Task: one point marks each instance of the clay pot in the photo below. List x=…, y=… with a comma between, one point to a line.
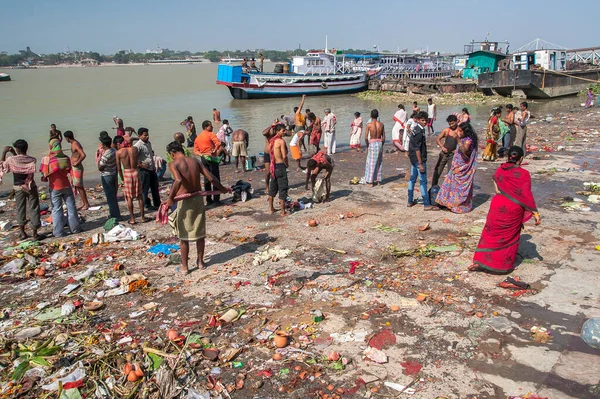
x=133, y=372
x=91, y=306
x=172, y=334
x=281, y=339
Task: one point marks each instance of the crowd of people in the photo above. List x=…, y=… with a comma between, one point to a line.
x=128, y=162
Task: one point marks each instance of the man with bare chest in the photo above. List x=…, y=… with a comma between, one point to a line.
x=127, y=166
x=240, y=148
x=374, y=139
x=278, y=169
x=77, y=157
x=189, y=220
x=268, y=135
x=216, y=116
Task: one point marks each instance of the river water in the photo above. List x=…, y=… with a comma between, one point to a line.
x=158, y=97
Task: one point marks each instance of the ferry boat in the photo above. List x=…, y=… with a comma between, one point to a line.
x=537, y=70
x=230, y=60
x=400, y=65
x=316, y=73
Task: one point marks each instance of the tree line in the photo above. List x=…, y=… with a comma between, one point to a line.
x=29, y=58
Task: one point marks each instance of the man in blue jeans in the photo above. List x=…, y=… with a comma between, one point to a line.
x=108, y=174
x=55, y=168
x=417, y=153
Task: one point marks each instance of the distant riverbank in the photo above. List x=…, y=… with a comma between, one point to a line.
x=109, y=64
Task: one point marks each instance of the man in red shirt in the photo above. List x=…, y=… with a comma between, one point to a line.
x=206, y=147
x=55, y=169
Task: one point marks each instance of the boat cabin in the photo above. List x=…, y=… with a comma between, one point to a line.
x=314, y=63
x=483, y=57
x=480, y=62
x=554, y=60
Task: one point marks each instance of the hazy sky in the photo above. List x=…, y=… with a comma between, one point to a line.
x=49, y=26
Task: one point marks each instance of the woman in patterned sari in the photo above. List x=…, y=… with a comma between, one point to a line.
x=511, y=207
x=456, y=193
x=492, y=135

+ + +

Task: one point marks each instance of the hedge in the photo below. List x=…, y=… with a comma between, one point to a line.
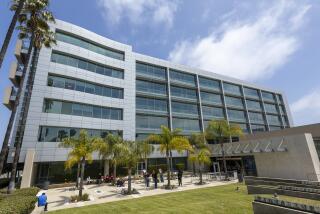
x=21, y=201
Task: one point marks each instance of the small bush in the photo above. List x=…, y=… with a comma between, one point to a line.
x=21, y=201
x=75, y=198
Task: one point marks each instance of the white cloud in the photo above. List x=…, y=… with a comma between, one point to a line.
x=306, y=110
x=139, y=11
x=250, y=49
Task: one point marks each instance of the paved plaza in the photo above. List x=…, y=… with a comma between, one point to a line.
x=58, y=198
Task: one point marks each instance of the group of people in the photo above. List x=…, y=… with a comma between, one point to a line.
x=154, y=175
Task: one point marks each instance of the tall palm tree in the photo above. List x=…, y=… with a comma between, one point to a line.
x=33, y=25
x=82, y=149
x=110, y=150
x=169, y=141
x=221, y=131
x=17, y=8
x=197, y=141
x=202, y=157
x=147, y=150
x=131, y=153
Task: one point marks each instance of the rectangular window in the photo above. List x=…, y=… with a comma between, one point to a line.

+ + +

• **Your instructions**
Rewrite the stretch of the listing from the line containing "Task: one point marks each instance of the clay" through the line containing "x=281, y=339", swapping "clay pot" for "earthen jar" and keeping everything else as it is. Give only those lines, without the picture.

• **Correct response**
Task: one point marks each instance of the earthen jar in the photo below. List x=…, y=… with a comma between, one point to a line.
x=133, y=372
x=91, y=306
x=172, y=334
x=281, y=339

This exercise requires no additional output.